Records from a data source
== == ==

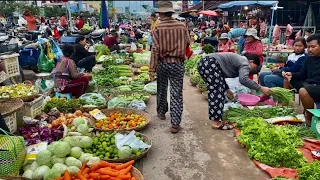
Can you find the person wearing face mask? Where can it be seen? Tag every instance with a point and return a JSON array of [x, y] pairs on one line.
[[81, 56], [307, 80], [293, 64]]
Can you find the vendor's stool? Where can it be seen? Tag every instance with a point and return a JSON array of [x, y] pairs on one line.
[[61, 95]]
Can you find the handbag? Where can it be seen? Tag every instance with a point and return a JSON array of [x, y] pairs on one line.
[[12, 153]]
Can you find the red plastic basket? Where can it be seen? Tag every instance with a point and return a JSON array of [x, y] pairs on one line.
[[248, 99]]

== == ==

### Directive
Recast the rows above as a two-column CSV with the columns "text" and "answer", using one line for each text and its answer. Put each value in a single quoted field with any line breaks replaced by spaces, and leave out the pictures.

### Response to the exercise
text,answer
"Can you find the person wearing face mask? Where can it be seen? Tag every instance with a point and return a JSON array of [x, y] pairs on one line.","[[81, 56], [307, 80], [293, 64]]"
"Can you find the vendor's stool? Where can it be seen? Tag every instance with a point and return a JSON array of [x, y] pairs on one line.","[[61, 95]]"
"Can you find the handbag? Where can it be seen? Tag every instance with a point and return a JSON array of [x, y] pairs on one line.","[[12, 153]]"
"Can you find the red plastic basket? Where can it be seen? Tag every instance with a point and return a JSON array of [x, y] pairs on one line.","[[248, 99]]"